Tell us about your role at Haines Watts

As a team we work alongside owner managed business to support them with their exit plans. Leaving your business behind is rarely a snap decision. It takes time, strategic planning, foresight and often comes with an emotional toll.

Whether it’s scoping the right buyer and marketing the business, driving business growth ahead of a sale, preparing for due diligence or providing a business valuation, we will help to guide them through each step of the journey.

So, our work is very varies and every day is different.


What is the most important consideration when exiting a business?

I would say is it’s all in the planning.

If you are selling your business you will need to consider what you want to get out of it in terms of legacy, value and the speed at which you want to exit. Then it’s really working backwards from there.

It’s natural to want to secure the best outcomes for your business. Everything from your exit route, structure and tax position need to be taken into consideration in order to maximise that value.

Clearly, if you have a set figure in mind, the valuation of your business needs to stack up against that number. So, if the valuation is lower than you had anticipated, work will need to be done in order to boost profits and grow you organisation.

How you’re going to do so will be the next cornerstone to contend with. Do you want to grow through acquiring other businesses? Or are you going to implement an organic growth strategy, using your current resources and assets to increase efficiency and profits? Maybe the answer is a combination of both. But whichever strategy you decide on, you’ll need to consider those initial priorities in terms of value, legacy and how soon you want to exit before ploughing ahead.

If you are selling your business to a third party, it’s also really important to step into the shoes of the buyer. What would you want to see in a business which you were looking to buy? Getting your house in order ahead of your sale will really lend you favour here. It will make your business easier to market and more attractive to buy.


What do you most frequently see as the biggest challenge when exiting a business?

The biggest challenge I see, particularly with the types of businesses we work with, is that owner managers usually haven’t sold a business before. Most of the time people only exit a business once. So, inevitably they don’t know what to expect and a lot of the process is unknown ground for them.

> **Collected data**:
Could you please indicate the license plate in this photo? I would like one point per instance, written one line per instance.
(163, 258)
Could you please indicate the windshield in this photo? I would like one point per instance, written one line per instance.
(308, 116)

> **Task brief**:
From the business-exit interview, repeat word for word the passage that begins with the words containing "What do you" and ends with "ground for them.".

> **Exercise answer**:
What do you most frequently see as the biggest challenge when exiting a business?

The biggest challenge I see, particularly with the types of businesses we work with, is that owner managers usually haven’t sold a business before. Most of the time people only exit a business once. So, inevitably they don’t know what to expect and a lot of the process is unknown ground for them.